[Stored data entries]
###

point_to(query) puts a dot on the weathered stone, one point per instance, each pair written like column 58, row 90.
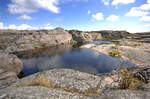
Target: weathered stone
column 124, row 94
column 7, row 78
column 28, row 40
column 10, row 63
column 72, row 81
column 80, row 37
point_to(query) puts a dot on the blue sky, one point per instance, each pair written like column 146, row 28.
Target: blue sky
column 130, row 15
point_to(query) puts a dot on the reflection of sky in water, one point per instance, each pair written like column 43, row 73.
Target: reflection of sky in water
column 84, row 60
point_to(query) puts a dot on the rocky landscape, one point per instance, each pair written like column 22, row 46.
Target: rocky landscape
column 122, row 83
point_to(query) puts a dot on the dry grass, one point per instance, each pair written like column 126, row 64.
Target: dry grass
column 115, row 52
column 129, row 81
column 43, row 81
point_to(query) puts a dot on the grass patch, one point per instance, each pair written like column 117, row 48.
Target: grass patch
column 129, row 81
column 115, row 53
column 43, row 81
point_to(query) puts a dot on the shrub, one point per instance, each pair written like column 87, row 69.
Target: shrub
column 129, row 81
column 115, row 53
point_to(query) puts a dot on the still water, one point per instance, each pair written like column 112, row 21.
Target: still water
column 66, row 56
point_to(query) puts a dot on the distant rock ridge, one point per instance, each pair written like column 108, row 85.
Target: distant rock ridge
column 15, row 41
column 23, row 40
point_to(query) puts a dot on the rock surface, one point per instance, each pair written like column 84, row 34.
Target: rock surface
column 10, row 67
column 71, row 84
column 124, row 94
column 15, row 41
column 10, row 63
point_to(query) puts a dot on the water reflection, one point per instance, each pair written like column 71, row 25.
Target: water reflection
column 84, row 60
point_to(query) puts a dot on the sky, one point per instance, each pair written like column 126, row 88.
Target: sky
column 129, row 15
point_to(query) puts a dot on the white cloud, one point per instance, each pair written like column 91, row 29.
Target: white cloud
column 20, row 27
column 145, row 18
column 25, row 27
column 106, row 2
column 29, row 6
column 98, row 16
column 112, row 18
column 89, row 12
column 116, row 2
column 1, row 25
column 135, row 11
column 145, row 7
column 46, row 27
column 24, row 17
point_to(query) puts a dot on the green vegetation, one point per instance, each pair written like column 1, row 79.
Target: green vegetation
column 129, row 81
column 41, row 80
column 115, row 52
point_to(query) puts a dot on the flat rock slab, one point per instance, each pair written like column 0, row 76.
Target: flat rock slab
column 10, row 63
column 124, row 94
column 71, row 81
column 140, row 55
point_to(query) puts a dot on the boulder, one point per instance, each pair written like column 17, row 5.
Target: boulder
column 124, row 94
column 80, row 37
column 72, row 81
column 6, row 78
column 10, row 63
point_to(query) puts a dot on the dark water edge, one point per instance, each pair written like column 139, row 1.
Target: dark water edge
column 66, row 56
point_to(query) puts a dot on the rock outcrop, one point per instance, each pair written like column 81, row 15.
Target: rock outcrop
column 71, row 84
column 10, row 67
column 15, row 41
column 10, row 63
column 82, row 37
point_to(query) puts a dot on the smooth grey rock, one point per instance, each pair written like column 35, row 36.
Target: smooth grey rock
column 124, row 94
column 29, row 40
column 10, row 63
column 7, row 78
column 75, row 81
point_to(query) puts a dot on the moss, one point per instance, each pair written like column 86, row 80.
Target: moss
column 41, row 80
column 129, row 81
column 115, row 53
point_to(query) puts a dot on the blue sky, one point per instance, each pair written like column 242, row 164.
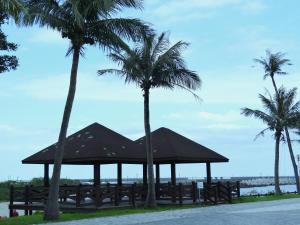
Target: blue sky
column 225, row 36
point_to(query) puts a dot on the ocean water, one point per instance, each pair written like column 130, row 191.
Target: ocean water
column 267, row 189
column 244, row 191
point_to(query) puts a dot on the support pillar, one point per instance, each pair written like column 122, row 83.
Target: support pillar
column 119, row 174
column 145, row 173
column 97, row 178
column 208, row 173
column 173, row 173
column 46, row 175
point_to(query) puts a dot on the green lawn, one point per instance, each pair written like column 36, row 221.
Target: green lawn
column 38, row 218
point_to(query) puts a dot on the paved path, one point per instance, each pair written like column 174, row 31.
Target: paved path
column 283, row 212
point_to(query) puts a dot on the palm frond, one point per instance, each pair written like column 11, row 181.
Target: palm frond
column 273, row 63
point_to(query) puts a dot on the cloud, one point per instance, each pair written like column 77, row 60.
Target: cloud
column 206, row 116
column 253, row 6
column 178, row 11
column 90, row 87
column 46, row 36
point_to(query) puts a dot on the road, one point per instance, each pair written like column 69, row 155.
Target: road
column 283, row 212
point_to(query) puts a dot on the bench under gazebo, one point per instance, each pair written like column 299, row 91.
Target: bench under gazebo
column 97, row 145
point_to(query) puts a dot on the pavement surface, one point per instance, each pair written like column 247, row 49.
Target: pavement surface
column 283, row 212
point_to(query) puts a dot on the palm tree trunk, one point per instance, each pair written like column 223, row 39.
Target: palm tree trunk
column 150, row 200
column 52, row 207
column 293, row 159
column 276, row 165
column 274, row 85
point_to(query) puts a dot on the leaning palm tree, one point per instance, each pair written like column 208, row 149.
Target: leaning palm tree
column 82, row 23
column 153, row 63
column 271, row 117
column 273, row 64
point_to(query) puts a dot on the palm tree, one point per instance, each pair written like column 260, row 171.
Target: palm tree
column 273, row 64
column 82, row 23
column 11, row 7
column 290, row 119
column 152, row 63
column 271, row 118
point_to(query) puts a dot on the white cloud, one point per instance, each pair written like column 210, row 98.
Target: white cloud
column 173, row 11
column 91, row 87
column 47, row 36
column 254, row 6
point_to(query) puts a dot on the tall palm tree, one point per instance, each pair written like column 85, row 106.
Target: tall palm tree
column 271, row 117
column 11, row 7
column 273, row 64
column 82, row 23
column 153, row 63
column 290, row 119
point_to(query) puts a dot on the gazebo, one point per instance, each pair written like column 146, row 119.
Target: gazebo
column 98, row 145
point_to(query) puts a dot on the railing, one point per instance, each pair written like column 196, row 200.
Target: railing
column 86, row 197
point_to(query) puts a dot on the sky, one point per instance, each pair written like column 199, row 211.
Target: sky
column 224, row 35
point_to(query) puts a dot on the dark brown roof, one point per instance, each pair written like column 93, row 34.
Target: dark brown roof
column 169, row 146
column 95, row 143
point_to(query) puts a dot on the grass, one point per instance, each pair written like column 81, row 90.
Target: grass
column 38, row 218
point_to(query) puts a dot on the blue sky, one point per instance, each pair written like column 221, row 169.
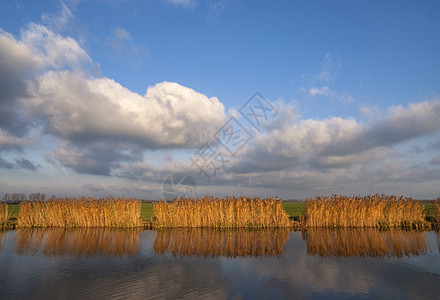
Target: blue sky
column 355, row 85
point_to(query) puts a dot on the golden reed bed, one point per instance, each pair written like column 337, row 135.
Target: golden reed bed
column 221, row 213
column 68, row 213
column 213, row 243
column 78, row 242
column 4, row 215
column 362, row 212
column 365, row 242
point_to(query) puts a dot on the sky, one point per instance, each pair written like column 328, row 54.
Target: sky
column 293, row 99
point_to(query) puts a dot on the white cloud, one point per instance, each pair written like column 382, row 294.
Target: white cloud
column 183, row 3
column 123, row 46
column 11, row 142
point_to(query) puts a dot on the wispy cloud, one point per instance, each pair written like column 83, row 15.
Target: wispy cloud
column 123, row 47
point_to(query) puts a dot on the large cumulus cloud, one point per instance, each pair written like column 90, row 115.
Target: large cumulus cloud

###

◆ Directions: What lines of the data contain the string "large"? List them.

◆ Problem solution:
point_to(query) puts a dot on the large cumulus cloud, one point per instance, each pair written like column 90, row 115.
Target: large cumulus cloud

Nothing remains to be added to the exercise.